### TASK STATEMENT:
In the lines below, swap every "white pillow" for "gray cushion" and reproduce the rest unchanged, leaving out the pictures.

### MATERIAL TO PROCESS:
>>>

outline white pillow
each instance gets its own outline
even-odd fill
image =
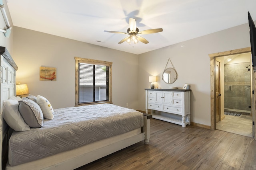
[[[12,129],[18,131],[30,129],[18,110],[19,103],[18,100],[10,99],[4,101],[3,106],[3,117]]]
[[[36,103],[39,105],[44,115],[44,117],[49,119],[53,119],[54,112],[51,104],[45,98],[37,95]]]
[[[17,97],[12,96],[9,99],[12,99],[13,100],[17,100],[18,101],[22,100],[22,99],[19,96],[17,96]]]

<<<

### THE OUTPUT:
outline gray cushion
each instance gets its own outline
even-odd fill
image =
[[[12,129],[18,131],[30,129],[18,110],[19,103],[18,100],[10,99],[4,101],[3,106],[3,117]]]
[[[36,103],[39,105],[44,115],[44,117],[49,119],[53,119],[54,112],[51,104],[45,98],[37,95]]]
[[[17,97],[12,96],[9,99],[12,99],[13,100],[17,100],[18,101],[22,100],[22,99],[19,96],[17,96]]]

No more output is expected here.